== Texte fourni ==
Ce projet a remporté à l’unanimité le grand prix du jury du concours des Itinéraires humanistes 2017.

Telle en est la description, faite le professeur :
L’incipit en constitue la frontière, une sorte de sas qui nous permet de nous extraire de notre réalité pour nous faire basculer dans la fiction. Chaque élève s’en est approprié un mot, telle une boussole orientant la lecture complète de l’œuvre. Il a ainsi voyagé à la rencontre de l’Autre, l’Anderer, Brodeck et des Autres, car le roman constitue un véritable territoire humaniste.
La classe vous convie à sillonner cette première page en vous dévoilant divers parcours possibles pour pénétrer plus avant dans l’univers de Claudel. Elle s’excuse d’ores et déjà des redites mais les routes ne sont-elles pas faites pour se croiser ? Chaque élève a butiné dans ses souvenirs de lecture pour traduire « la couleur » du roman . Il a souhaité faire partager son expérience sensible de lecteur, tentant de privilégier le rendu de l’atmosphère sur le suspense. Bonne promenade!

(Relevés de boîtes englobantes)
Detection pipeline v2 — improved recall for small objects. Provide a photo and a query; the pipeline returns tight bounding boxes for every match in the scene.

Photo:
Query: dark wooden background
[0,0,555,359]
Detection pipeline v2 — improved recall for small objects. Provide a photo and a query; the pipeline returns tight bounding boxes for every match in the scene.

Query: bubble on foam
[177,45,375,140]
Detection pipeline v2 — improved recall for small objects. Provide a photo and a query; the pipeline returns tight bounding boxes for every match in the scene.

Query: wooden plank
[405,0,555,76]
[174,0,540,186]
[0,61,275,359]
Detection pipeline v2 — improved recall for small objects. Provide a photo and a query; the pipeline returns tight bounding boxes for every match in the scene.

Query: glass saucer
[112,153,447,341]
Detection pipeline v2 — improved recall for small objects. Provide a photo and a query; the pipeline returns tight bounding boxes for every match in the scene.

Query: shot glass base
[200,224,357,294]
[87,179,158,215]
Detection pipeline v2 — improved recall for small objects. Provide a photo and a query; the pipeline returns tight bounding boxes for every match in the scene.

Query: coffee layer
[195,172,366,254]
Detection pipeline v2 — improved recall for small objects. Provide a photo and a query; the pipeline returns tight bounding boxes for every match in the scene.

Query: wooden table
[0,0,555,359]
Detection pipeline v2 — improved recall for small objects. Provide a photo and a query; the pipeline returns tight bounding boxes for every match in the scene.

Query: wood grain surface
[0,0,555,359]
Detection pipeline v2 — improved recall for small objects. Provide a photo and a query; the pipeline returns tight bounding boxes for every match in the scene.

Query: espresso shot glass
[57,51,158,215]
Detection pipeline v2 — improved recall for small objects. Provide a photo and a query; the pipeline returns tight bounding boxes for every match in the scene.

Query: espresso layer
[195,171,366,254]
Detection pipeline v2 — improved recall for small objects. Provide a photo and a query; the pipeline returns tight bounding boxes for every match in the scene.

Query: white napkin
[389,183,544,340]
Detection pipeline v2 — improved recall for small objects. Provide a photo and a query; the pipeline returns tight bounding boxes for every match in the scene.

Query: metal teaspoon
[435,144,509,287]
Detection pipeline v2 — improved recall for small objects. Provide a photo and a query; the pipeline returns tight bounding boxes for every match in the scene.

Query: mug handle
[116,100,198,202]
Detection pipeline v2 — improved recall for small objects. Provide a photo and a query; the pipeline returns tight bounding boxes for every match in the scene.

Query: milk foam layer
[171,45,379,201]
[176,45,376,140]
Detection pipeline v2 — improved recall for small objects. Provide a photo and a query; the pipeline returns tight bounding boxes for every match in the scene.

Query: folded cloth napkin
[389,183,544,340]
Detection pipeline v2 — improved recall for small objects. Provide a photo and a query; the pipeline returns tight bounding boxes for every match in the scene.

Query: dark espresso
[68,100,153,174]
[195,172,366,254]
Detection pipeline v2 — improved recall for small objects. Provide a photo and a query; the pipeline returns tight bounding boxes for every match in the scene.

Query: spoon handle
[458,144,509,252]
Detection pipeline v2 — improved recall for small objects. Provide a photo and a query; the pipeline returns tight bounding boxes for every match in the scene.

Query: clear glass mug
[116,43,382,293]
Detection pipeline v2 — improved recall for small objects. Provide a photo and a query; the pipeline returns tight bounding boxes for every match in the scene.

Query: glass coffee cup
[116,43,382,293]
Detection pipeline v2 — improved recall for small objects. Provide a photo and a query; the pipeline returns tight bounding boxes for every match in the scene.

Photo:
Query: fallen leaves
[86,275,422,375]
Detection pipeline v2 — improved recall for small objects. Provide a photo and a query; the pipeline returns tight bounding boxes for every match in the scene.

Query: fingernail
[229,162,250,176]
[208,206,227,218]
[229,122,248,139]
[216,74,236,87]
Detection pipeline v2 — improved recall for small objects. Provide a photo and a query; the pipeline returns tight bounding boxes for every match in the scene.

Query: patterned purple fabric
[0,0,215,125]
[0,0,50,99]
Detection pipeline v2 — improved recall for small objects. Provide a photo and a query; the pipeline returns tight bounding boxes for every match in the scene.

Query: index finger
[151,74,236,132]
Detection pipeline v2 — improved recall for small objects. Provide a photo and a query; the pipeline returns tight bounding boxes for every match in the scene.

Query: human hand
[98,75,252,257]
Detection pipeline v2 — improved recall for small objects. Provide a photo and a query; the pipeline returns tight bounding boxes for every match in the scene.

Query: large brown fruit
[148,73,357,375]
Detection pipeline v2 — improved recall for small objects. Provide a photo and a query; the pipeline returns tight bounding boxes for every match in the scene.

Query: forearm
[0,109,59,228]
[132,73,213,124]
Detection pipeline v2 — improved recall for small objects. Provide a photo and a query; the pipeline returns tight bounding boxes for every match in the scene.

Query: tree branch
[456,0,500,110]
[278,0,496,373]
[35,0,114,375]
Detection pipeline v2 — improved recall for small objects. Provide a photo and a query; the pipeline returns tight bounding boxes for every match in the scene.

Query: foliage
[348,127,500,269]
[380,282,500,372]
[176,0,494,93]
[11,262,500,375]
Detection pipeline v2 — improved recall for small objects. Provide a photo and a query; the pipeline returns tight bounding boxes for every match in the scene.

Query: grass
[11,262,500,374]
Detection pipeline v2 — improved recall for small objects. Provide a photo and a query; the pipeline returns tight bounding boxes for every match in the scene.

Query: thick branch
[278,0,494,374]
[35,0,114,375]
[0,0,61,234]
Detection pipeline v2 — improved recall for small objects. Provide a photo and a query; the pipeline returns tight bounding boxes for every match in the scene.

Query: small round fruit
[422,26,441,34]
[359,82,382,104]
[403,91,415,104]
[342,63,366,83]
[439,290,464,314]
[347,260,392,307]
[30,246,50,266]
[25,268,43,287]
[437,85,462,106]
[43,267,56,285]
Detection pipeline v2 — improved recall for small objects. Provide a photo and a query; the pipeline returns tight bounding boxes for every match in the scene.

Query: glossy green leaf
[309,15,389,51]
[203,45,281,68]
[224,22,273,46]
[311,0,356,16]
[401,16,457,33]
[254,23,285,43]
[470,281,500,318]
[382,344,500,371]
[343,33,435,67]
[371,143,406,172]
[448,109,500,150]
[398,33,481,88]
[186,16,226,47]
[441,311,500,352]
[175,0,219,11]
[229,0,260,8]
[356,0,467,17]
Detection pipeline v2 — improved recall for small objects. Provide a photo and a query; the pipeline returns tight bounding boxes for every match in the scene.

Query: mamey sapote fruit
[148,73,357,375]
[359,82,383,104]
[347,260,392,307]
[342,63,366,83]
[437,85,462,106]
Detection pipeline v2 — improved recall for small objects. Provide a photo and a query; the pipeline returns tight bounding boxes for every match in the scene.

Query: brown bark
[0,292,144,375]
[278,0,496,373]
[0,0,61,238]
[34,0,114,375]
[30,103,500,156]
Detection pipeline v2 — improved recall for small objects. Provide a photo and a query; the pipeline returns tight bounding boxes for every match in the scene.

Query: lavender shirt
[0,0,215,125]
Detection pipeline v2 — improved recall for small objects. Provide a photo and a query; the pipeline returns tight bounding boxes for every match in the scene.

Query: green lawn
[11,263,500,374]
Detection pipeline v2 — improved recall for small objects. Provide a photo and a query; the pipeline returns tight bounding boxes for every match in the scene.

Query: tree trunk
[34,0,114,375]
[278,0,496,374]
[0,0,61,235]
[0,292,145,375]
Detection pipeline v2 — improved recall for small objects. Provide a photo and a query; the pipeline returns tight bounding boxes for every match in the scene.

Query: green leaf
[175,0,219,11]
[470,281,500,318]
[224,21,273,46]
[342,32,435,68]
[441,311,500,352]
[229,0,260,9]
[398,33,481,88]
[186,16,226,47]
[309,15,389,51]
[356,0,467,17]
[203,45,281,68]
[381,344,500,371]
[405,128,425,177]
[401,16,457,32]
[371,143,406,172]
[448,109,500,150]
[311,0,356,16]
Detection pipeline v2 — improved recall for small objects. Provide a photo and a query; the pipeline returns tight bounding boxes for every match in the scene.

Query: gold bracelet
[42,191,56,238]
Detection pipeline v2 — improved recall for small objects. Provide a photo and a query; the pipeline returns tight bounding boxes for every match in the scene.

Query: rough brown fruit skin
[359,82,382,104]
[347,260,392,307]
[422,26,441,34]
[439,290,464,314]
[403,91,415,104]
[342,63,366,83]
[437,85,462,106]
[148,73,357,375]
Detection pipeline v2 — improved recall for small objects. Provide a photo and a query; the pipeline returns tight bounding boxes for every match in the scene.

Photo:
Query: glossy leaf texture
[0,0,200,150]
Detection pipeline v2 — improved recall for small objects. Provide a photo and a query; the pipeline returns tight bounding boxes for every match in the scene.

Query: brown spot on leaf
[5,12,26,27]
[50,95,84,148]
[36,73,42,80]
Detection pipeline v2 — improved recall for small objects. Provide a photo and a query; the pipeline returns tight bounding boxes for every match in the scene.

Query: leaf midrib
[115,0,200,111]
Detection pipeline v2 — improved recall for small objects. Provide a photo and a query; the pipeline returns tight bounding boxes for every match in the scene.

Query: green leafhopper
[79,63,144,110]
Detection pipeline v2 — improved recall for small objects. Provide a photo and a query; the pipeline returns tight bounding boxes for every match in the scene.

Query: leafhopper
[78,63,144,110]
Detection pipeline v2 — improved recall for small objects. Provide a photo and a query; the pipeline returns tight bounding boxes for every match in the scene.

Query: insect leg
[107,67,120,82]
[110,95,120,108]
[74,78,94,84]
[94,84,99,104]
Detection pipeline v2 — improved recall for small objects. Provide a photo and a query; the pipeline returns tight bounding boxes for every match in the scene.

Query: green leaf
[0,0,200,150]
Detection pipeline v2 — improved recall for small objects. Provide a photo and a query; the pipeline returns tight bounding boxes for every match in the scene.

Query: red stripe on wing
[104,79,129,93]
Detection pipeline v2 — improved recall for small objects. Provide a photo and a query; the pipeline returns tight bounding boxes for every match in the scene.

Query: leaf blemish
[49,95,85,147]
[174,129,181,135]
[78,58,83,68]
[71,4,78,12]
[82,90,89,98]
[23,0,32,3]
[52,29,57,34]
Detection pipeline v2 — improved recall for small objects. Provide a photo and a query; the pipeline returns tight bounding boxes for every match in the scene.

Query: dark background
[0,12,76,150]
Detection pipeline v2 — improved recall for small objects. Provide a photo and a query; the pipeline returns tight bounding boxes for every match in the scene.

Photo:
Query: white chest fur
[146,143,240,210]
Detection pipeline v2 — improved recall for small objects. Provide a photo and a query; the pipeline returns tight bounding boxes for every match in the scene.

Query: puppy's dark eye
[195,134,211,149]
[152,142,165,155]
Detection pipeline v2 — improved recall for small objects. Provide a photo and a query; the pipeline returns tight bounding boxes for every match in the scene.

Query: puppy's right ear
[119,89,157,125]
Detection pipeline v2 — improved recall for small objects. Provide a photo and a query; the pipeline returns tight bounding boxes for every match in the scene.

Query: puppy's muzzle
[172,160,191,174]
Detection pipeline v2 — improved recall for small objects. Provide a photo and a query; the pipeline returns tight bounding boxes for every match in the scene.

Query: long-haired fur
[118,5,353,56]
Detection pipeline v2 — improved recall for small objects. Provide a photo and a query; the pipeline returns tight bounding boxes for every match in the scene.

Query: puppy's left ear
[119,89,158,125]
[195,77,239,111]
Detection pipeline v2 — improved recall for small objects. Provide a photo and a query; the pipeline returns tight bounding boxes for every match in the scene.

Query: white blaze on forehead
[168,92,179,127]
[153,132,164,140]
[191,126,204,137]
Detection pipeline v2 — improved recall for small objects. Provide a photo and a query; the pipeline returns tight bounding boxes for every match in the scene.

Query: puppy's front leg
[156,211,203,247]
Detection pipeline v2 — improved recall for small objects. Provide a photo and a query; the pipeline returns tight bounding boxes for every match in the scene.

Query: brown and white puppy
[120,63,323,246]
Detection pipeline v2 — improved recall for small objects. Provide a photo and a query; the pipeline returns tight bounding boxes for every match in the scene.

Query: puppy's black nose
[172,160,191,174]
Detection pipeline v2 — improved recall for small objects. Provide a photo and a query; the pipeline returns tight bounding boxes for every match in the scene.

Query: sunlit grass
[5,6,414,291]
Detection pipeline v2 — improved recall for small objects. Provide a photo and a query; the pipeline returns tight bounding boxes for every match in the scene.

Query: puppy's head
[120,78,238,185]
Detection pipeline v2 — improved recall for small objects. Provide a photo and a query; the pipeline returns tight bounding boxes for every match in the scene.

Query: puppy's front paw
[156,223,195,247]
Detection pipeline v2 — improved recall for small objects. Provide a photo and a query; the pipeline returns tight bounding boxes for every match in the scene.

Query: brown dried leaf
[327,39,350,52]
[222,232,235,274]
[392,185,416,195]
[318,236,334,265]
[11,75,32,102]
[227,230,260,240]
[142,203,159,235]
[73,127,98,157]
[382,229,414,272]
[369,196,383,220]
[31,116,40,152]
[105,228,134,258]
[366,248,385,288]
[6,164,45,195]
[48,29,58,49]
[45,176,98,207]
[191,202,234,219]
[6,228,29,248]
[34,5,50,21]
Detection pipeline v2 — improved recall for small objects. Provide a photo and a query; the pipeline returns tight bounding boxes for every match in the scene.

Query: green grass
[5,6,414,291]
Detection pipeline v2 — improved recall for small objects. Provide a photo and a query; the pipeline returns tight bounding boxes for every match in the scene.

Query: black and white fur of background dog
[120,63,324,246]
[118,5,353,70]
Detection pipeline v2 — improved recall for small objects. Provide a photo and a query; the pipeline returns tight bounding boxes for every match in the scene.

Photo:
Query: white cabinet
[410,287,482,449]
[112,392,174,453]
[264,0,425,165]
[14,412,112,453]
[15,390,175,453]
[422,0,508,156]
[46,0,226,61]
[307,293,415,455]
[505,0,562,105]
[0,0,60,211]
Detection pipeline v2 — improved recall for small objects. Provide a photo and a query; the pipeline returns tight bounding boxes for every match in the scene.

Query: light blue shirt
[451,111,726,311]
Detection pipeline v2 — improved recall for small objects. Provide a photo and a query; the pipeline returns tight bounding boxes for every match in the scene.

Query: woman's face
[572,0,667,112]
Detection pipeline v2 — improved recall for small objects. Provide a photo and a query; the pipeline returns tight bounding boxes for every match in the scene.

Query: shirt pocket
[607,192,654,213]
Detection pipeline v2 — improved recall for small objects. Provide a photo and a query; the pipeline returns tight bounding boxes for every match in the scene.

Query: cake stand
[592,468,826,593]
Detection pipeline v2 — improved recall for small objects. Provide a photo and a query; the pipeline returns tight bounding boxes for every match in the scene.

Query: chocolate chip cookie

== Consignes ==
(A) Répondez à ces questions sur le texte consacré au projet de la classe :
(i) Quel prix le projet a-t-il remporté ?
(ii) Dans la description du professeur, à quoi le mot que chaque élève s'est approprié est-il comparé ?
(iii) Qu'est-ce que chaque élève a tenté de privilégier sur le suspense ?
(B) Reprenez le texte consacré au projet de la classe à partir de sa dernière phrase et rédigez-en la suite.
La liste n'est d'aucune utilité pour ce travail.

== Corrigé ==
(A)
(i) Le grand prix du jury du concours des Itinéraires humanistes 2017, remporté à l'unanimité.
(ii) À une boussole orientant la lecture complète de l'œuvre.
(iii) Le rendu de l'atmosphère.

(B)
Guidés par Madame Perrin, les élèves ont en effet sélectionné les mots qu’ils ont jugés les plus frappants, à partir desquels ils ont produit de nouveaux écrits venant enrichir à leur tour le texte premier de l’auteur.  C’est donc une double entrée dans l’oeuvre, par le lexique et par l’écriture, que la classe a réalisée.

Les mots sélectionnés dans l’incipit par les élèves sont les suivants. Vous pouvez cliquer sur chacun d’eux pour découvrir les productions réalisées en lien.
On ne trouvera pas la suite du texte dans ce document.